• _Try it_: Each entry should be returned exactly as written, with no pictures carried over.

• _Task material_:

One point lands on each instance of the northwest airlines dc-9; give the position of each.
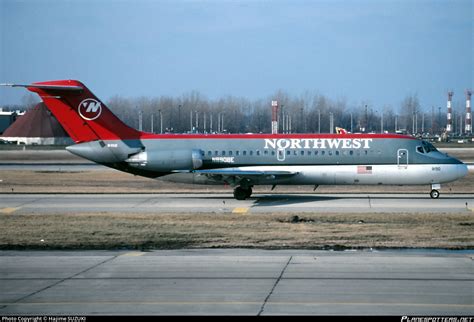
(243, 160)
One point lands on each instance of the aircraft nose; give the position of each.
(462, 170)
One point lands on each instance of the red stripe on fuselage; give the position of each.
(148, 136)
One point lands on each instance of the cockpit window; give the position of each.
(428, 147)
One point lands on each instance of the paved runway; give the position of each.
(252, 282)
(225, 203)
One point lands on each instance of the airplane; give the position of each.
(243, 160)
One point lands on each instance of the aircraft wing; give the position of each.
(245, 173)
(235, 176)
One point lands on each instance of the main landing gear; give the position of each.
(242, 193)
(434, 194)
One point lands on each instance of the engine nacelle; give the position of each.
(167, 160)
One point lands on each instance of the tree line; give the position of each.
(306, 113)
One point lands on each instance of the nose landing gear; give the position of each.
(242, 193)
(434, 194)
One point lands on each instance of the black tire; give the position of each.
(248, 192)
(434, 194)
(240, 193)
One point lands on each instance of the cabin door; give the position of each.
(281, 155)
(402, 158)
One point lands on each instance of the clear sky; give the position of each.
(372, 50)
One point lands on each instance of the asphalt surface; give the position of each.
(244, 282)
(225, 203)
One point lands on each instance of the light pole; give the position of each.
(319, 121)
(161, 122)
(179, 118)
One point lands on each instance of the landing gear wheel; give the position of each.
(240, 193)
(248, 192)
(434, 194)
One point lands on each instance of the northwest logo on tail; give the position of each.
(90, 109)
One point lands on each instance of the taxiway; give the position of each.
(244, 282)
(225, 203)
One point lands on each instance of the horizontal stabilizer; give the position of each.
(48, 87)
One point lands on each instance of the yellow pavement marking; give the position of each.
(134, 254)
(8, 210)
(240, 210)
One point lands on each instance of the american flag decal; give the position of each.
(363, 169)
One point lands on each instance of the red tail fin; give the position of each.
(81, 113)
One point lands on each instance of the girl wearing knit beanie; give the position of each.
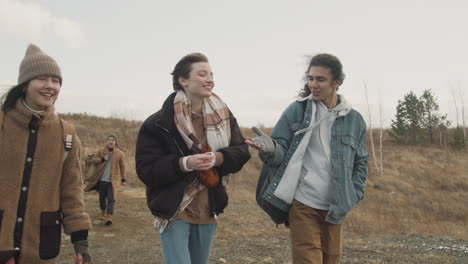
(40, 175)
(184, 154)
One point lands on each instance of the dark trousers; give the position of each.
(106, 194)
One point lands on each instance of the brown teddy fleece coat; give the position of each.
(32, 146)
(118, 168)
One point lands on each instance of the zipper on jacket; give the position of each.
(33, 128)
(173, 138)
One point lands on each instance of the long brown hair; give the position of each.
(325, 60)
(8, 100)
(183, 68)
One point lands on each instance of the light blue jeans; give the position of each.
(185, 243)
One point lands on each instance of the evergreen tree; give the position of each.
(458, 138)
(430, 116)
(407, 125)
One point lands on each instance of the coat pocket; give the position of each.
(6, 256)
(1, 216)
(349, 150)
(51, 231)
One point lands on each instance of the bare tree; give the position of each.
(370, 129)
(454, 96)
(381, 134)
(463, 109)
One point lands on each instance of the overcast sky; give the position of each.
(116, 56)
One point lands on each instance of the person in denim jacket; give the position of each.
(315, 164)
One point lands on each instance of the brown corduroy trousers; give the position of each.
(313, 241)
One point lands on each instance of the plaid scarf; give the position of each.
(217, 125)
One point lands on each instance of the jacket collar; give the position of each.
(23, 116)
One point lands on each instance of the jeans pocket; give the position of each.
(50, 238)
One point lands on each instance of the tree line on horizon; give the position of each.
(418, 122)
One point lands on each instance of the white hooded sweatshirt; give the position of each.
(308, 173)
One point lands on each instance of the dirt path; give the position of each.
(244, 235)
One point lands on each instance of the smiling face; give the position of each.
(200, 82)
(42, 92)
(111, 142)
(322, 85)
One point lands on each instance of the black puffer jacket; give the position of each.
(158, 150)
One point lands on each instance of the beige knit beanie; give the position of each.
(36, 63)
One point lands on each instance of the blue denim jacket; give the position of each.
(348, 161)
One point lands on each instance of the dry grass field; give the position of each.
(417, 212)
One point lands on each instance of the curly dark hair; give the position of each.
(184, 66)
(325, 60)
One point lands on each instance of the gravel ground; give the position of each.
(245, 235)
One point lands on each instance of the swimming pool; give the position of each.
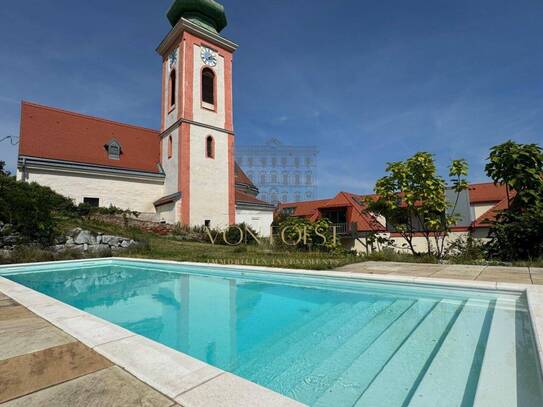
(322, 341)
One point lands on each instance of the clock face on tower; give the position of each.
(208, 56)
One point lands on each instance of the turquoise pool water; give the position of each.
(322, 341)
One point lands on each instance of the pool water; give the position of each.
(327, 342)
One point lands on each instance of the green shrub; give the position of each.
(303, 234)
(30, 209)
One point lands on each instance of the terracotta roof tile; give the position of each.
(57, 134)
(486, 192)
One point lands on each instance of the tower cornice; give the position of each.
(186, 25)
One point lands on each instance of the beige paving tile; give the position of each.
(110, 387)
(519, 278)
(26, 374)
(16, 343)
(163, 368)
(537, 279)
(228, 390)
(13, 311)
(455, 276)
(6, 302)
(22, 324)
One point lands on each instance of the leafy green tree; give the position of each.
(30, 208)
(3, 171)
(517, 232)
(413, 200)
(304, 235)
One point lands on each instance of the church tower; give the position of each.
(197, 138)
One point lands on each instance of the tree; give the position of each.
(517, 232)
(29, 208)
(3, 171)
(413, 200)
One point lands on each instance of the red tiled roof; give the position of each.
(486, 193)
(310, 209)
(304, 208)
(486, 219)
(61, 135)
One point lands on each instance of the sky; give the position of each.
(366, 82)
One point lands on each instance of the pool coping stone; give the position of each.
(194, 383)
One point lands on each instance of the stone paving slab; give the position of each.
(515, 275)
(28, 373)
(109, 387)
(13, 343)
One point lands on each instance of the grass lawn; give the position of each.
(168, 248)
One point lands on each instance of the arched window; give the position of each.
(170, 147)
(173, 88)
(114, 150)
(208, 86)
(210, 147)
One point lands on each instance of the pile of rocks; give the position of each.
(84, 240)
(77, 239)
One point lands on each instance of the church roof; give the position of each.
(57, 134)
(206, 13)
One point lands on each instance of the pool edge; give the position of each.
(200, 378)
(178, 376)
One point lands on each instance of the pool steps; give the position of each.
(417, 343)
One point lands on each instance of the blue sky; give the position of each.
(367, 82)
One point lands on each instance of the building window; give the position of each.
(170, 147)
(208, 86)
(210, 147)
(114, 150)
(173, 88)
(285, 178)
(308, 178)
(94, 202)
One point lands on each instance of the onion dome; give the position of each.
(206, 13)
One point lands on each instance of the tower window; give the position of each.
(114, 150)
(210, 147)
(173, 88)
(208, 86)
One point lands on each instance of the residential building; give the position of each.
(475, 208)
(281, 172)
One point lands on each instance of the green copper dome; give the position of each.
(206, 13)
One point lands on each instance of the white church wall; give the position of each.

• _Solution for this task_:
One point lands on each instance of the northwest airlines dc-9; give the position of each.
(243, 160)
One point lands on each instance of the aircraft nose; give the position of each.
(462, 170)
One point lands on each instance of the red stripe on fuselage; give the position of each.
(148, 136)
One point lands on each instance of the cockpit window; give the position of each.
(428, 147)
One point lands on each instance of the paved runway; give the position of each.
(252, 282)
(225, 203)
One point lands on each instance of the airplane; give the position of each.
(243, 160)
One point lands on each instance of the aircraft wing; give the position of each.
(245, 173)
(235, 176)
One point lands on each instance of the main landing gear; give the position of each.
(242, 193)
(434, 194)
One point lands on each instance of the engine nacelle; give the position of each.
(167, 160)
One point lands on each instance of the tree line; give the position of each.
(306, 113)
One point lands on each instance of the nose landing gear; give the position of each.
(242, 193)
(434, 194)
One point lands on each instance of the black tire; give the position of each.
(248, 192)
(434, 194)
(240, 193)
One point lands on each instance of the cabin door; give the position of each.
(281, 155)
(402, 158)
One point lands on each instance of the clear sky; give the position of each.
(372, 50)
One point lands on each instance of the asphalt surface; give the position of each.
(244, 282)
(225, 203)
One point lands on each instance of the light pole; give the position of each.
(319, 121)
(161, 122)
(179, 118)
One point lands on each instance of the landing gear wheel; give the position of each.
(240, 193)
(248, 192)
(434, 194)
One point lands on each instance of the northwest logo on tail; give the position of each.
(90, 109)
One point lands on each instance of the taxiway; give the position of each.
(244, 282)
(225, 203)
One point lands on each instance of the horizontal stabilizer; give the position of each.
(48, 87)
One point lands on each instance of the yellow pavement marking; give the position of each.
(134, 254)
(8, 210)
(240, 210)
One point lands on each instance of the american flag decal; give the position of each.
(363, 169)
One point lands on each instance of the red tail fin; give the position of each.
(81, 113)
One point lands on each instance of the girl wearing knit beanie; give the position of each.
(40, 175)
(184, 154)
One point lands on each instance of the dark trousers; give the position of each.
(106, 194)
One point lands on each instance of the brown teddy fleece coat; give the position of each.
(32, 146)
(118, 168)
One point lands on each instance of the zipper on jacket; give the position of each.
(33, 128)
(173, 138)
One point lands on each instance of the long brown hair; give the position of each.
(325, 60)
(8, 100)
(183, 68)
One point lands on each instance of the light blue jeans; give the position of each.
(185, 243)
One point lands on each instance of the evergreen tree; give the position of each.
(458, 138)
(430, 116)
(407, 125)
One point lands on each instance of the coat pocket; give the position of each.
(6, 256)
(1, 216)
(349, 150)
(51, 231)
One point lands on each instance of the bare tree; give the position of each.
(370, 129)
(454, 96)
(381, 134)
(463, 109)
One point lands on each instance of the overcast sky; give the position of each.
(116, 56)
One point lands on each instance of the person in denim jacket; give the position of each.
(315, 164)
One point lands on each instance of the brown corduroy trousers; give the position of each.
(313, 241)
One point lands on each instance of the plaid scarf; give the position of each.
(217, 125)
One point lands on each instance of the jacket collar; give the position of each.
(23, 116)
One point lands on each instance of the jeans pocket; give the position of each.
(50, 238)
One point lands on each instance of the tree line on horizon; give the position of each.
(418, 122)
One point lands on each instance of the white hooded sweatshirt; give the position of each.
(308, 173)
One point lands on each instance of the dirt path; give the position of each.
(244, 235)
One point lands on each instance of the smiling face; give the position of each.
(200, 82)
(42, 92)
(111, 142)
(322, 85)
One point lands on each instance of the black puffer jacket; give the position of each.
(158, 150)
One point lands on each instance of the beige knit beanie; give the position of each.
(36, 63)
One point lands on each instance of the blue denim jacket; give the position of each.
(348, 161)
One point lands on each instance of the dry grass field; give the position of each.
(417, 212)
One point lands on each instance of the curly dark hair; give the position of each.
(184, 66)
(325, 60)
One point lands on each instance of the gravel ground; give the position of each.
(245, 235)
One point lands on each instance of the swimming pool; give the position of each.
(322, 341)
One point lands on each instance of the clock face on tower; give the position of each.
(208, 56)
One point lands on each instance of the turquoise pool water; give the position of each.
(322, 341)
One point lands on each instance of the pool water; give the position of each.
(327, 342)
One point lands on each instance of the green shrub; give the position of each.
(303, 234)
(30, 209)
One point lands on each instance of the terracotta roof tile; give the position of each.
(57, 134)
(486, 192)
One point lands on each instance of the tower cornice; give the position of each.
(186, 25)
One point lands on each instance of the beige paving tile; give the position of each.
(110, 387)
(519, 278)
(26, 374)
(16, 343)
(163, 368)
(537, 279)
(228, 390)
(13, 311)
(455, 276)
(6, 302)
(22, 324)
One point lands on each instance of the leafy green tree; give the position of each.
(30, 208)
(3, 171)
(517, 232)
(413, 200)
(304, 235)
One point lands on each instance of the church tower; give the position of each.
(197, 138)
One point lands on each instance of the tree; give the position of each.
(517, 232)
(29, 208)
(3, 171)
(413, 200)
One point lands on each instance of the red tiled roof; give the position of each.
(486, 193)
(310, 209)
(304, 208)
(486, 219)
(61, 135)
One point lands on each instance of the sky; give the position of each.
(366, 82)
One point lands on each instance of the pool coping stone; give the position of each.
(194, 383)
One point lands on each instance of the stone paving slab; give the position of each.
(515, 275)
(28, 373)
(109, 387)
(13, 343)
One point lands on each instance of the grass lawn; give the position of each.
(168, 248)
One point lands on each instance of the arched window; give the position of each.
(170, 147)
(173, 88)
(114, 150)
(208, 86)
(210, 147)
One point lands on each instance of the pile of rocks; give the position of each.
(84, 240)
(77, 239)
One point lands on each instance of the church roof; give the position of each.
(57, 134)
(206, 13)
One point lands on each instance of the pool edge; give the position of each.
(200, 378)
(178, 376)
One point lands on each instance of the pool steps; give the position of each.
(417, 343)
One point lands on each instance of the blue sky; give the position of each.
(367, 82)
One point lands on each instance of the building window; give the position of each.
(170, 147)
(208, 86)
(210, 147)
(114, 150)
(173, 88)
(285, 178)
(308, 178)
(94, 202)
One point lands on each instance of the onion dome; give the position of each.
(206, 13)
One point lands on each instance of the tower window; give the position of each.
(114, 150)
(210, 147)
(173, 88)
(208, 86)
One point lands on each instance of the residential building; give the position of each.
(475, 208)
(281, 172)
One point lands on each instance of the green copper dome; give the position of each.
(206, 13)
One point lands on each instance of the white church wall; give the position of each.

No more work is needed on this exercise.